**What to work on**
**a)** In the Ringo Starr album review, copy the passage from "Ringo Starr approaches" to "Long Long Road." word for word.
**b)** Translate this sentence from the Ringo Starr album review into Spanish: "One of Burnett’s strategies as a producer is to amplify the artist’s personality through some contrasting element."
[[ Document extract, beginning ]]
Still Rolling: Ringo Starr’s ‘Long Long Road’ Finds Country Soul and Late-Career Grace (ALBUM REVIEW)

Still Rolling: Ringo Starr’s ‘Long Long Road’ Finds Country Soul and Late-Career Grace (ALBUM REVIEW)

Ringo Starr approaches his 86th birthday in July indisputably at the top of his game. Underrated as a musician whose vocal expression, like his drumming, has always catered to the direct rather than the expansive, Starr nevertheless has been recording reliably and touring steadily ever since reigniting his career in the late 1980s. In 2025, he turned to country music on Look Up, a collaboration with the venerable producer and songwriter T Bone Burnett. The pair created an album as sparkling and seemingly effortless as anything Starr has ever done, with the possible exception now of his new release, Long Long Road.

Similar in appeal but more diverse in tone, Long Long Road builds on the sound Starr and Burnett created in 2025, taking distinct yet judicious steps outside the box. One of Burnett’s strategies as a producer is to amplify the artist’s personality through some contrasting element. His foil on Look Up existed mostly in the musical contributions of Billy Strings and Molly Tuttle, two of Nashville’s outstanding young acoustic musicians.
[[ Document extract, end ]]
[[ Records provided, beginning ]]
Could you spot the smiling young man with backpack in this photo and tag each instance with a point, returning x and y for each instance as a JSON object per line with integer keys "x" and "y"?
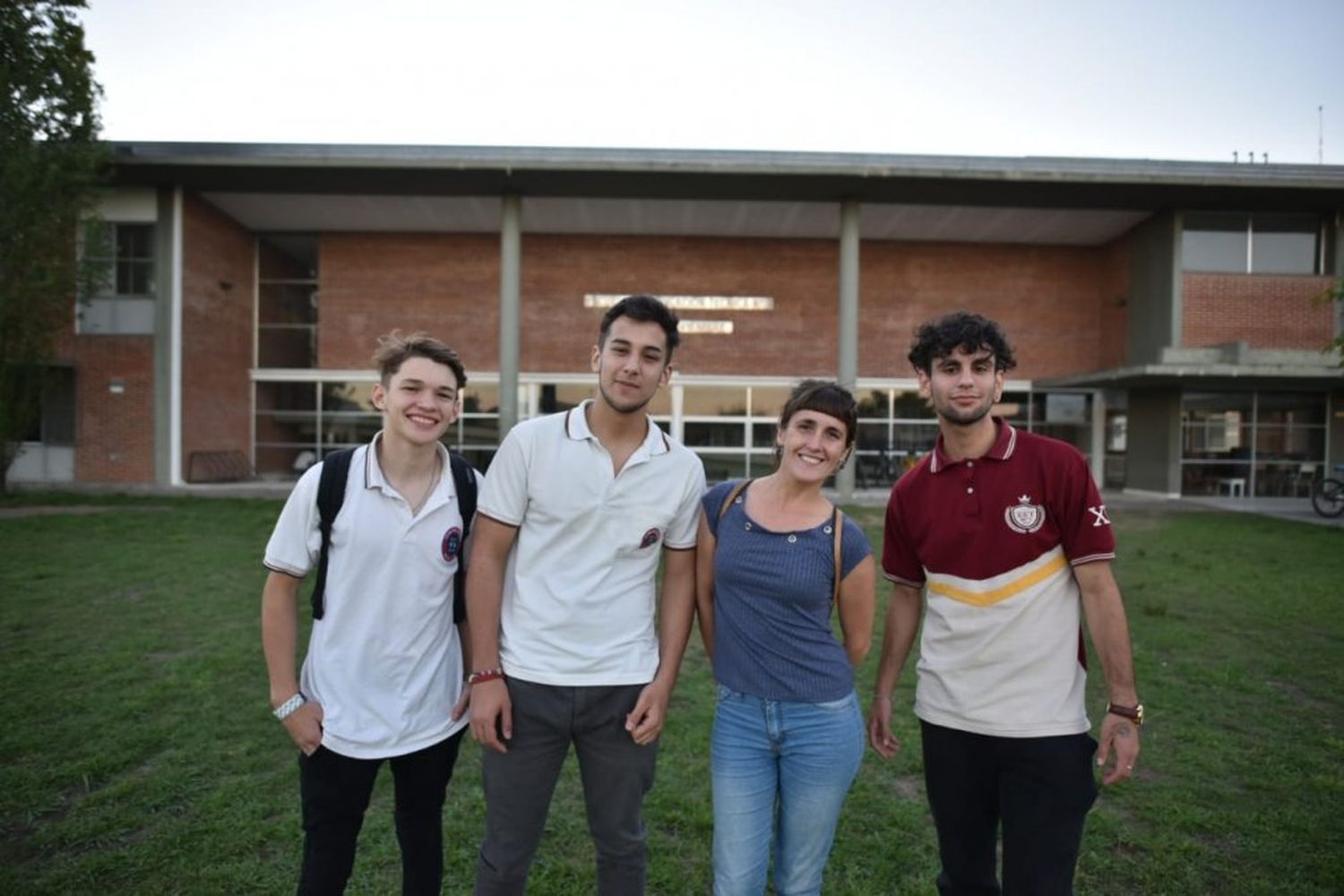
{"x": 383, "y": 525}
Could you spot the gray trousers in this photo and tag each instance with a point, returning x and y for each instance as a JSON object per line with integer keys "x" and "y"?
{"x": 616, "y": 774}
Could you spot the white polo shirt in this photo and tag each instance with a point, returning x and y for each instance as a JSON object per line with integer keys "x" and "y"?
{"x": 578, "y": 605}
{"x": 384, "y": 659}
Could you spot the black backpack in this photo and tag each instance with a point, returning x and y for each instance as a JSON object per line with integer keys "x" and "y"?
{"x": 331, "y": 495}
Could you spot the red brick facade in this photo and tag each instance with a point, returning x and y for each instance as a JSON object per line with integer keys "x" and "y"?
{"x": 449, "y": 287}
{"x": 217, "y": 328}
{"x": 1064, "y": 311}
{"x": 1261, "y": 309}
{"x": 115, "y": 437}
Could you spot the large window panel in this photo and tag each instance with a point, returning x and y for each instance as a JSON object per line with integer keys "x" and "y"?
{"x": 1215, "y": 242}
{"x": 1285, "y": 244}
{"x": 123, "y": 301}
{"x": 287, "y": 427}
{"x": 287, "y": 301}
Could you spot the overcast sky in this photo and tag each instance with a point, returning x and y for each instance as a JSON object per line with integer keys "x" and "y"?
{"x": 1120, "y": 78}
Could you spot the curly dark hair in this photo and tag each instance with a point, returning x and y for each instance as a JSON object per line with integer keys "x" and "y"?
{"x": 960, "y": 330}
{"x": 644, "y": 309}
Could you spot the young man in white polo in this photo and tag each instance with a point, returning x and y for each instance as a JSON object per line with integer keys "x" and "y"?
{"x": 575, "y": 511}
{"x": 384, "y": 665}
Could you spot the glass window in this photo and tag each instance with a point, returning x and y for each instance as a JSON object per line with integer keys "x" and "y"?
{"x": 287, "y": 301}
{"x": 123, "y": 297}
{"x": 720, "y": 466}
{"x": 762, "y": 435}
{"x": 1215, "y": 242}
{"x": 558, "y": 397}
{"x": 480, "y": 398}
{"x": 287, "y": 427}
{"x": 769, "y": 401}
{"x": 910, "y": 406}
{"x": 717, "y": 401}
{"x": 701, "y": 435}
{"x": 1285, "y": 244}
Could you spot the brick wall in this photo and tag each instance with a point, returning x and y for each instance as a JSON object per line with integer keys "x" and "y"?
{"x": 1047, "y": 298}
{"x": 449, "y": 287}
{"x": 115, "y": 438}
{"x": 444, "y": 284}
{"x": 1265, "y": 311}
{"x": 217, "y": 330}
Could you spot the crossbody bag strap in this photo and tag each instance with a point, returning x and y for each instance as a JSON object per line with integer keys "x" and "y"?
{"x": 733, "y": 495}
{"x": 838, "y": 524}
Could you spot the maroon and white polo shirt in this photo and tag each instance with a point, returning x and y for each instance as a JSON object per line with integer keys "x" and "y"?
[[ Records provided, end ]]
**Per-task answers**
**a)**
Ringo Starr approaches his 86th birthday in July indisputably at the top of his game. Underrated as a musician whose vocal expression, like his drumming, has always catered to the direct rather than the expansive, Starr nevertheless has been recording reliably and touring steadily ever since reigniting his career in the late 1980s. In 2025, he turned to country music on Look Up, a collaboration with the venerable producer and songwriter T Bone Burnett. The pair created an album as sparkling and seemingly effortless as anything Starr has ever done, with the possible exception now of his new release, Long Long Road.

**b)** Una de las estrategias de Burnett como productor es amplificar la personalidad del artista mediante algún elemento de contraste.